(Data excerpts Opens)

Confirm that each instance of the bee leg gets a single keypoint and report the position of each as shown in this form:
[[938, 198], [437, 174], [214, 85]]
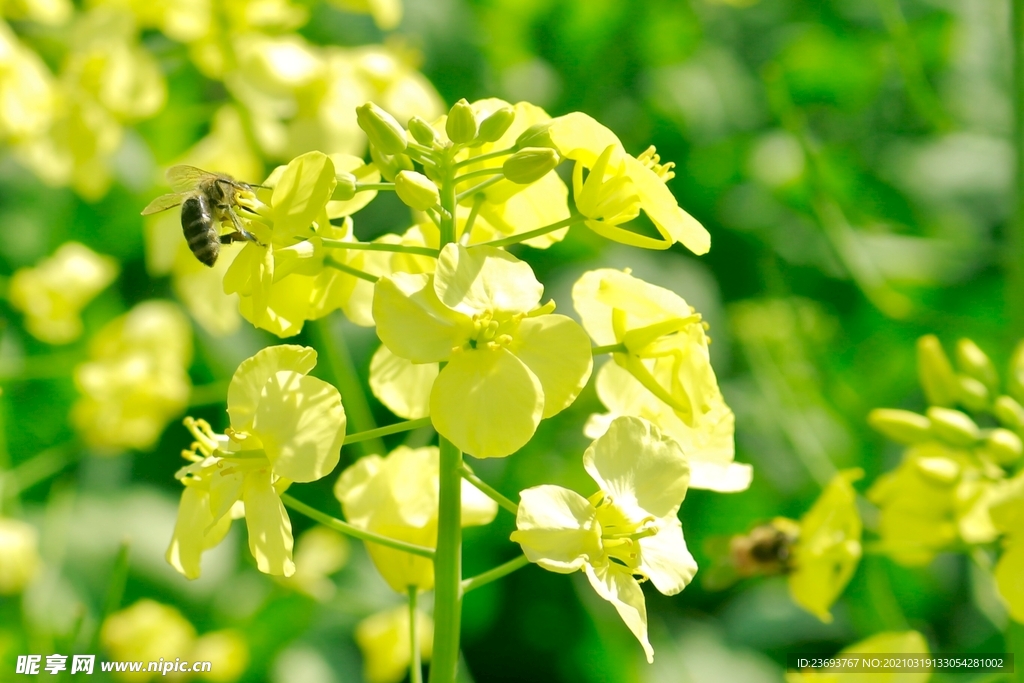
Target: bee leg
[[240, 232]]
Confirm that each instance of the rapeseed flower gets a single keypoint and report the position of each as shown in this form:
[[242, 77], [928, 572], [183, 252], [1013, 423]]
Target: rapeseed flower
[[509, 360], [625, 534], [136, 379], [286, 427], [53, 293], [397, 497]]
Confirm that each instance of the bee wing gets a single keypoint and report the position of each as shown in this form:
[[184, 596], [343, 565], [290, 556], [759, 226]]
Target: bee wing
[[164, 202], [183, 178]]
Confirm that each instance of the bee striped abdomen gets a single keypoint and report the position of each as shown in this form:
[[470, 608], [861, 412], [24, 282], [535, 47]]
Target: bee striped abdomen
[[200, 229]]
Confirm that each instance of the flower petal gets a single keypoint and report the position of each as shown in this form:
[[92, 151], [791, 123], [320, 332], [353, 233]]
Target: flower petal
[[301, 423], [193, 531], [486, 401], [662, 207], [558, 351], [302, 191], [413, 323], [478, 279], [269, 528], [557, 528], [402, 385], [828, 549], [665, 558], [615, 585], [639, 467], [247, 384]]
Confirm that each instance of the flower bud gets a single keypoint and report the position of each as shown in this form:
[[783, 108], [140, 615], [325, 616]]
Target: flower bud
[[496, 125], [390, 165], [953, 427], [422, 131], [384, 132], [461, 125], [936, 373], [537, 135], [1009, 412], [1004, 446], [972, 394], [416, 190], [902, 426], [529, 165], [345, 189], [973, 363]]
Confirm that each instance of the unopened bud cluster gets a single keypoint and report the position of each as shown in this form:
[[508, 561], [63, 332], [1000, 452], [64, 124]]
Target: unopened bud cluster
[[970, 382]]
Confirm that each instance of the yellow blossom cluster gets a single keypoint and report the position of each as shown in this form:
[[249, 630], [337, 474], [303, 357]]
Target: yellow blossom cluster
[[955, 484], [148, 631], [136, 378]]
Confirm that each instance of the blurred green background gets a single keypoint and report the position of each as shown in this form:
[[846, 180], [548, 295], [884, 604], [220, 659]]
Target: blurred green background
[[853, 162]]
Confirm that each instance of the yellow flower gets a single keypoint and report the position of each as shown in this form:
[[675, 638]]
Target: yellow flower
[[383, 639], [938, 495], [283, 282], [828, 548], [627, 529], [28, 91], [666, 349], [710, 447], [619, 186], [509, 361], [508, 208], [53, 293], [136, 378], [148, 631], [286, 427], [396, 497], [907, 642], [18, 555], [402, 385]]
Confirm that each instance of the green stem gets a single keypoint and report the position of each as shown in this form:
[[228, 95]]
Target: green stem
[[115, 590], [477, 188], [367, 186], [448, 560], [37, 469], [208, 394], [1015, 259], [355, 531], [415, 665], [409, 425], [480, 173], [448, 567], [339, 364], [54, 366], [467, 230], [919, 91], [355, 272], [529, 235], [609, 348], [499, 571], [488, 491], [380, 246], [486, 157]]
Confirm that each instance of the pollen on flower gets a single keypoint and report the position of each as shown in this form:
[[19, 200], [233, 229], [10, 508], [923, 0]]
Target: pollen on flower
[[206, 439], [651, 160]]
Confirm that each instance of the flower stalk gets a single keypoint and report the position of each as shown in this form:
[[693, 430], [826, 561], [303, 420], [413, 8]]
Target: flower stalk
[[448, 557]]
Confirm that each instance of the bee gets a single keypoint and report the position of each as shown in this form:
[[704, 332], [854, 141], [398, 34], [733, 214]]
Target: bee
[[766, 550], [207, 201]]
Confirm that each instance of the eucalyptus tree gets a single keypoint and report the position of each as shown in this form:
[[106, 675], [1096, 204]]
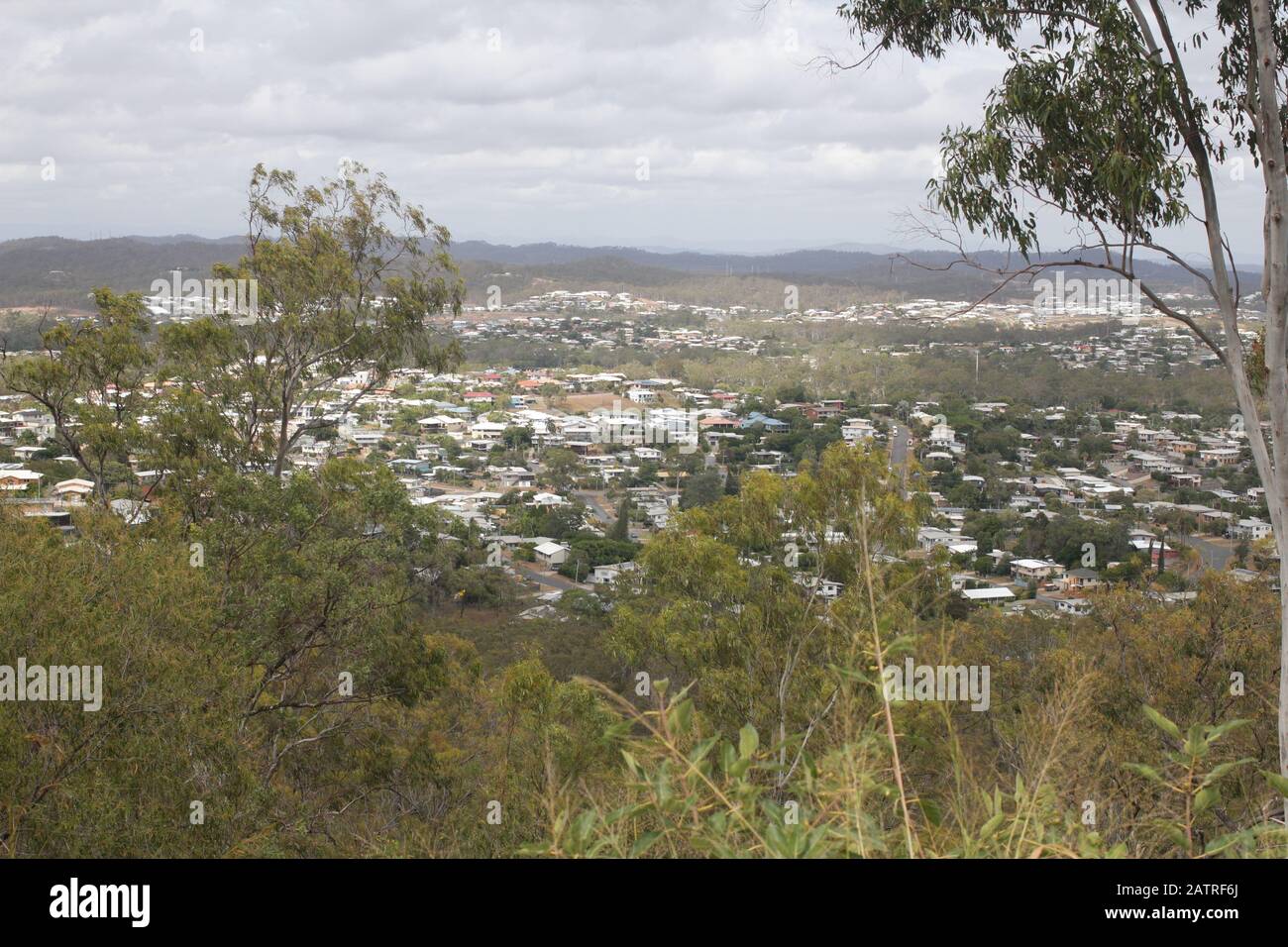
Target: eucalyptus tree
[[1117, 116], [347, 279]]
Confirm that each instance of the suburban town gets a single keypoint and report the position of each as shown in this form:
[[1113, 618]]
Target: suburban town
[[537, 467], [505, 432]]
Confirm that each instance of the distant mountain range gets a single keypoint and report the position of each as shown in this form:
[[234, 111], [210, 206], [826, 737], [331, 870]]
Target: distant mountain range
[[62, 272]]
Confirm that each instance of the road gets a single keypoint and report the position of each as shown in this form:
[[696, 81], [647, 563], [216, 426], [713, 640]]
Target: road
[[552, 579], [1215, 556]]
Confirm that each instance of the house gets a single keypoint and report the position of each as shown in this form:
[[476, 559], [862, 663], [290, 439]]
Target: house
[[1063, 603], [858, 429], [1035, 570], [18, 479], [552, 554], [546, 500], [993, 594], [604, 575], [1082, 579], [73, 491], [1250, 530], [772, 424], [1219, 457]]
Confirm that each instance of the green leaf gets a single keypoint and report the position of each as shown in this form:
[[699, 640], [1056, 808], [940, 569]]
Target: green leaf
[[1206, 797], [644, 843], [1279, 784]]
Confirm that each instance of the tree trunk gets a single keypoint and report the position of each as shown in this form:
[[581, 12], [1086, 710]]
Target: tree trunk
[[1270, 144]]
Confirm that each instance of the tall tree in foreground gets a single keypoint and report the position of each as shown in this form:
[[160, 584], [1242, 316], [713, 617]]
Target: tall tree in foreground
[[1111, 116], [348, 277]]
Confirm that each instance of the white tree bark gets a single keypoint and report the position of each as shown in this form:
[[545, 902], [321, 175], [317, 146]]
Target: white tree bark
[[1270, 144]]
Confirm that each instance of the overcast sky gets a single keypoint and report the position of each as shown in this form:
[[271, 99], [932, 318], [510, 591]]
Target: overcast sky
[[653, 123]]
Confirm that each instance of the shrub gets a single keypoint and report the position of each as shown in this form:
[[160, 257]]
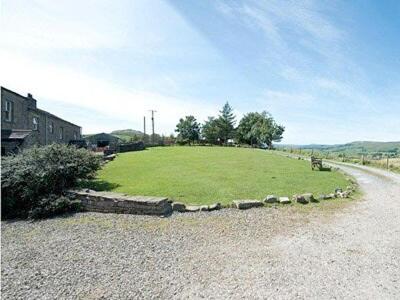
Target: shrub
[[38, 176], [54, 205]]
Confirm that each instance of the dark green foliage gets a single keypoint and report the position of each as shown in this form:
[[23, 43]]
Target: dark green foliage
[[210, 130], [226, 123], [36, 173], [188, 130], [258, 129]]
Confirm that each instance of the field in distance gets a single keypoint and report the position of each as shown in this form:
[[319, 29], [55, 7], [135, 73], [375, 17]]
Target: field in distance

(Data excerpts Closes)

Report how many lines in the data above contain "distance", without any other words.

2